**ASSIGNMENT**
Quote the records that follow in full, leaving the pictures out.
EXERCISE INPUTS section start
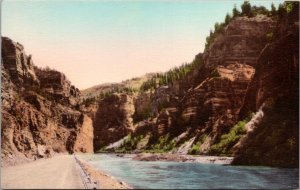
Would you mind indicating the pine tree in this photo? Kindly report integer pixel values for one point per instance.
(235, 12)
(246, 9)
(273, 9)
(227, 19)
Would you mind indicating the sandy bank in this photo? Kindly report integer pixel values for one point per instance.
(106, 181)
(181, 158)
(58, 172)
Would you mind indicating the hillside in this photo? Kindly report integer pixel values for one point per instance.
(208, 106)
(128, 85)
(40, 113)
(238, 98)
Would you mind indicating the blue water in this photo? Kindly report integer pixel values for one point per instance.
(170, 175)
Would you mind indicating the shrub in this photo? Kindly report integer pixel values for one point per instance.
(229, 140)
(270, 36)
(163, 145)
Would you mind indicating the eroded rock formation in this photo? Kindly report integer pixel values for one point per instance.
(39, 115)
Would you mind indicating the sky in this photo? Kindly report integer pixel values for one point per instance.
(96, 42)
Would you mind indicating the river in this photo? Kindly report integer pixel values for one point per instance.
(178, 175)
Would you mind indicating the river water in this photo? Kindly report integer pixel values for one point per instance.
(160, 175)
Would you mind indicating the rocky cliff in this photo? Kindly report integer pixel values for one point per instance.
(40, 115)
(241, 99)
(273, 138)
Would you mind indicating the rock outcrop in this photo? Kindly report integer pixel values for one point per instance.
(274, 91)
(113, 119)
(39, 116)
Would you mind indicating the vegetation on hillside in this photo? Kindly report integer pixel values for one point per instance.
(250, 11)
(169, 77)
(228, 140)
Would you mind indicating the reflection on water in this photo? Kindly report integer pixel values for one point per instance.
(178, 175)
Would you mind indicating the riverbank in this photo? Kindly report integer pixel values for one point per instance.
(179, 158)
(58, 172)
(106, 181)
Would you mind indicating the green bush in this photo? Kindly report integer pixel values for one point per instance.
(163, 145)
(196, 147)
(270, 36)
(129, 144)
(229, 140)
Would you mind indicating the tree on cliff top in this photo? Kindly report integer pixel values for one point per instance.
(246, 9)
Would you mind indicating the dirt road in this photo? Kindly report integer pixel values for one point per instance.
(57, 172)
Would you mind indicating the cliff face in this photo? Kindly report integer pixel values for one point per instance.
(206, 103)
(211, 104)
(40, 115)
(274, 91)
(113, 119)
(243, 77)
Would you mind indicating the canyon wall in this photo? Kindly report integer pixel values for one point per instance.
(40, 113)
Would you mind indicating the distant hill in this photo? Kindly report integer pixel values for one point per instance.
(132, 84)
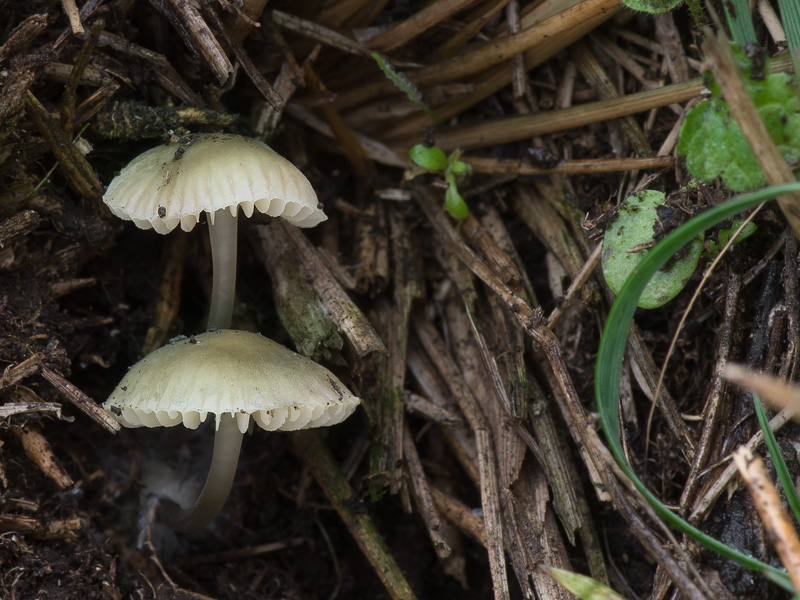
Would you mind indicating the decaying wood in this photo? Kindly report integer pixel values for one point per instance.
(446, 366)
(571, 408)
(169, 295)
(74, 164)
(713, 406)
(39, 451)
(62, 529)
(15, 373)
(299, 309)
(770, 159)
(23, 34)
(186, 19)
(81, 400)
(424, 496)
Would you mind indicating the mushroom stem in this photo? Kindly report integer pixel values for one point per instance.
(227, 443)
(222, 228)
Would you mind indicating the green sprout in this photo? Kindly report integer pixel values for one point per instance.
(432, 159)
(714, 144)
(404, 85)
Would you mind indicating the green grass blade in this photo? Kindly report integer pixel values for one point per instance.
(740, 21)
(777, 458)
(405, 86)
(612, 349)
(790, 17)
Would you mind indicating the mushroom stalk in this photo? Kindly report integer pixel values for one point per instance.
(227, 444)
(222, 228)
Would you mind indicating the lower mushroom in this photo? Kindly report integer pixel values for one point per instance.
(234, 375)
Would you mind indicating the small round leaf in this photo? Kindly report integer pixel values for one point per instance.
(633, 230)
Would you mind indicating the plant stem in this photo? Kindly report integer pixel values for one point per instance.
(222, 228)
(227, 443)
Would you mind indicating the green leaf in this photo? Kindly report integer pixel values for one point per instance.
(612, 350)
(633, 228)
(712, 140)
(431, 158)
(582, 586)
(652, 6)
(725, 234)
(460, 166)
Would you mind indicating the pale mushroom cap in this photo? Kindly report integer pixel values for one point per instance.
(235, 372)
(174, 183)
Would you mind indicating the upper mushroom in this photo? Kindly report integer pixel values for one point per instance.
(174, 183)
(215, 173)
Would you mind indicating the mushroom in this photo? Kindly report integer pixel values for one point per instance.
(215, 173)
(234, 375)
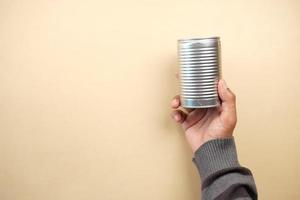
EXERCISE INPUTS section end
**COMPLETED TASK**
Would you mind indicating the pine tree in this photo? Kindly report integer pixel values for one point per instance.
(235, 12)
(246, 9)
(273, 9)
(227, 19)
Would you mind indicating the sandy bank in this photo? Kindly report integer pixel values for one point per instance.
(106, 181)
(181, 158)
(58, 172)
Would you mind indicating the hillside in this photo? Kindly report integer pixel values for one point per instance.
(208, 106)
(128, 85)
(40, 113)
(238, 98)
Would you mind indicating the blue water in this photo? Kindly report integer pixel values for one point per instance.
(170, 175)
Would you mind indicating the shrub in this photo? Kindly report integer pixel values for one point per instance.
(229, 140)
(270, 36)
(163, 145)
Would you mind indicating the eroded rock formation in this photo? Kindly report integer pixel values for one point per instance.
(39, 115)
Would you mind indicating the sky in this photo? Kindly report integer pixel values for one point per instance.
(96, 42)
Would you mind indicating the river in this photo? Kindly report integer pixel values for one point per instance.
(178, 175)
Would you mind indicating the river water in this photo? Kindly report integer pixel values for one point per instance.
(160, 175)
Would you mind indicating the rocky cliff in this photo? Kindly report integer pixel values for one point per instance.
(40, 115)
(241, 99)
(273, 138)
Would you mind indicating the rock outcrop in this photo? Kindly report integer pixel values for one point per instance.
(274, 91)
(113, 119)
(39, 116)
Would you mind indicating the vegetation on hillside in this photo? Kindly report integer pixel values for one point per instance.
(250, 11)
(169, 77)
(228, 140)
Would you mind indicating the reflection on water in this photo? Kindly report integer pixel values for one point per instance.
(178, 175)
Would you mind indicating the riverbank in this photo? Kindly report integer pixel values for one point per instance.
(179, 158)
(58, 172)
(106, 181)
Would you mind indicating the green bush in this photo? Kindly report integer pixel values for one point per instance.
(163, 145)
(196, 147)
(270, 36)
(129, 144)
(229, 140)
Would you mind indicating the tree on cliff top in this photo? Kindly report integer pixel values for one point per instance.
(246, 9)
Would you mind indicating the dirt road in this photo? Kindly report integer pixel values for one point per instance.
(57, 172)
Would you mind indicating the cliff face in this photo? Kindly report integer pixel values for one point per instance.
(206, 103)
(211, 104)
(40, 115)
(274, 91)
(113, 119)
(243, 77)
Would you mind indicating the canyon wall in this photo? Kindly report integer pixel values for one point per instance.
(40, 113)
Would you mind indicating the distant hill in this photo? Kindly report integer pixel values for one point per instance.
(132, 84)
Would you mind indicating the decaying wood in this photo? Kindly report integer pixel values for one point per instance.
(446, 366)
(571, 408)
(169, 295)
(74, 164)
(713, 406)
(39, 451)
(62, 529)
(15, 373)
(299, 309)
(770, 159)
(23, 34)
(186, 19)
(81, 400)
(424, 496)
Would you mind indicating the mushroom stem in this photo? Kindly report integer pixel values for one point per instance.
(227, 443)
(222, 228)
Would you mind indicating the green sprout in this photo? Kindly report integer pixel values for one point per instance.
(432, 159)
(714, 144)
(404, 85)
Would you mind indicating the green grass blade in this photo? Kindly report integer pixel values for one point per instance.
(740, 21)
(777, 458)
(405, 86)
(612, 349)
(790, 17)
Would you mind indicating the mushroom stalk in this photo? Kindly report integer pixel values for one point per instance.
(227, 444)
(222, 228)
Would you mind indicating the lower mushroom in this photo? Kindly report integer pixel values for one point per instance.
(234, 375)
Would you mind indicating the small round leaf in this photo? Kindly report integer pixel values for one point per instance.
(633, 230)
Would you mind indicating the plant stem in this photo? Kindly report integer pixel values for one point per instance.
(222, 228)
(227, 443)
Would you mind indicating the green leaf in this photo? Kindly report integer pixel values for one point per instance.
(612, 350)
(633, 228)
(712, 140)
(431, 158)
(582, 586)
(652, 6)
(725, 234)
(460, 166)
Would you mind indicating the pale mushroom cap in this photo? Kindly report integer pixel values for one point per instance.
(235, 372)
(174, 183)
Would you mind indicating the upper mushroom in this photo? Kindly report integer pixel values for one point per instance.
(174, 183)
(215, 173)
Would you mind indicating the mushroom in this photo? Kindly report integer pixel values for one point per instance.
(215, 173)
(234, 375)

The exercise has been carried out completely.